Copy the records from the line with "Tag white undershirt." through the end of the records, changing every "Tag" to "Locate" and leaving all else as it is.

↓↓↓

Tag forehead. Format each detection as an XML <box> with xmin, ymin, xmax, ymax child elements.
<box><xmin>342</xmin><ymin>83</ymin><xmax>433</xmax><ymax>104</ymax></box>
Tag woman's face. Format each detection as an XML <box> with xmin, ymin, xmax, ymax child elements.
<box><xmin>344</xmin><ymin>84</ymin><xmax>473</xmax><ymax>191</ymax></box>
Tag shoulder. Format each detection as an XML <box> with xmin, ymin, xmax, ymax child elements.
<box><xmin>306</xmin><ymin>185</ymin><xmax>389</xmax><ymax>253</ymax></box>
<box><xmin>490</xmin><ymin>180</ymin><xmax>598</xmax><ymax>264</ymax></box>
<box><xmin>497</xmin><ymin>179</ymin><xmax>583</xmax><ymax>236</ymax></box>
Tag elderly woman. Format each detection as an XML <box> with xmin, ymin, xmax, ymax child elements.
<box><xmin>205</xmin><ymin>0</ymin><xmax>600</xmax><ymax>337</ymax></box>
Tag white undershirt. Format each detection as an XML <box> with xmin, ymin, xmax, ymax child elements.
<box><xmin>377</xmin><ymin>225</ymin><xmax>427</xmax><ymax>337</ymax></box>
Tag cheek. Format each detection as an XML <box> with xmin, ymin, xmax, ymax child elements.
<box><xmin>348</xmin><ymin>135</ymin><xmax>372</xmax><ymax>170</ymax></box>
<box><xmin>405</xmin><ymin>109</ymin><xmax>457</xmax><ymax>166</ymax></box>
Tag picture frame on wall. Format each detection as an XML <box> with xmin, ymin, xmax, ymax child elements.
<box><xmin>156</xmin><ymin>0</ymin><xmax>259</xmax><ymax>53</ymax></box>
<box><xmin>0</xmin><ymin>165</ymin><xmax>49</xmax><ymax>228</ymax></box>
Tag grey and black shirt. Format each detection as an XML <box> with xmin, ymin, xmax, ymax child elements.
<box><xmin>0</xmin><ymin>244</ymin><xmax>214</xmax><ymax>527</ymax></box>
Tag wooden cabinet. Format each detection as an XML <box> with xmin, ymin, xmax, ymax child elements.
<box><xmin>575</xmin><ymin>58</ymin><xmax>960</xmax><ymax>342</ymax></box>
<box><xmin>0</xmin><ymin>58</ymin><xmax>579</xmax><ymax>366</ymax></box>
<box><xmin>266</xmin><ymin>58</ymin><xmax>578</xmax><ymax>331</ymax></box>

↑↑↑

> [Reply]:
Locate white undershirt. Format each detection as an XML <box> with xmin, ymin, xmax, ymax child elements.
<box><xmin>377</xmin><ymin>225</ymin><xmax>427</xmax><ymax>337</ymax></box>
Locate cheek. Format each detection as an XML <box> with xmin, ymin, xmax, ymax child elements.
<box><xmin>348</xmin><ymin>135</ymin><xmax>372</xmax><ymax>170</ymax></box>
<box><xmin>405</xmin><ymin>109</ymin><xmax>457</xmax><ymax>166</ymax></box>
Locate picture frame on wall. Format each detection as an XML <box> with xmin, ymin, xmax, ymax child elements.
<box><xmin>156</xmin><ymin>0</ymin><xmax>259</xmax><ymax>53</ymax></box>
<box><xmin>0</xmin><ymin>165</ymin><xmax>49</xmax><ymax>228</ymax></box>
Locate grey and black shirt. Format each detection as an XML <box> with xmin, ymin, xmax, ymax child elements.
<box><xmin>0</xmin><ymin>244</ymin><xmax>214</xmax><ymax>527</ymax></box>
Locate wooden cabinet. Format each detection as an XML <box> with xmin, ymin, xmax, ymax child elements.
<box><xmin>575</xmin><ymin>58</ymin><xmax>960</xmax><ymax>342</ymax></box>
<box><xmin>0</xmin><ymin>58</ymin><xmax>579</xmax><ymax>366</ymax></box>
<box><xmin>266</xmin><ymin>58</ymin><xmax>578</xmax><ymax>331</ymax></box>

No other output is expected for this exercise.